• _Prompt_:
Retype all of the data below word for word, with no changes.

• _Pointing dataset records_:
--------

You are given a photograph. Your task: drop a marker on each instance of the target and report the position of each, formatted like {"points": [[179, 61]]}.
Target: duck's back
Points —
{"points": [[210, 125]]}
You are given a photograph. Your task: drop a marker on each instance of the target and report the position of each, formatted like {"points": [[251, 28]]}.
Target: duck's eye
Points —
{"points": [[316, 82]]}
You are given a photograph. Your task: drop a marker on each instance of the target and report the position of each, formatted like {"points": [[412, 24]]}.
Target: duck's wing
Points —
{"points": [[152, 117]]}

--------

• _Task answer_:
You are given a photograph. Your task: drop a marker on each instance of the target and report the position of each, formatted like {"points": [[179, 61]]}.
Target: duck's back
Points —
{"points": [[210, 125]]}
You are given a photograph. Your task: drop a marker on each instance of the target and report the position of each, formatted like {"points": [[251, 28]]}.
Target: duck's eye
Points —
{"points": [[316, 82]]}
You are given a photograph. Your task: drop a marker on each instance of the target and report the position of each, formatted like {"points": [[412, 24]]}.
Target: duck's wing
Points —
{"points": [[152, 117]]}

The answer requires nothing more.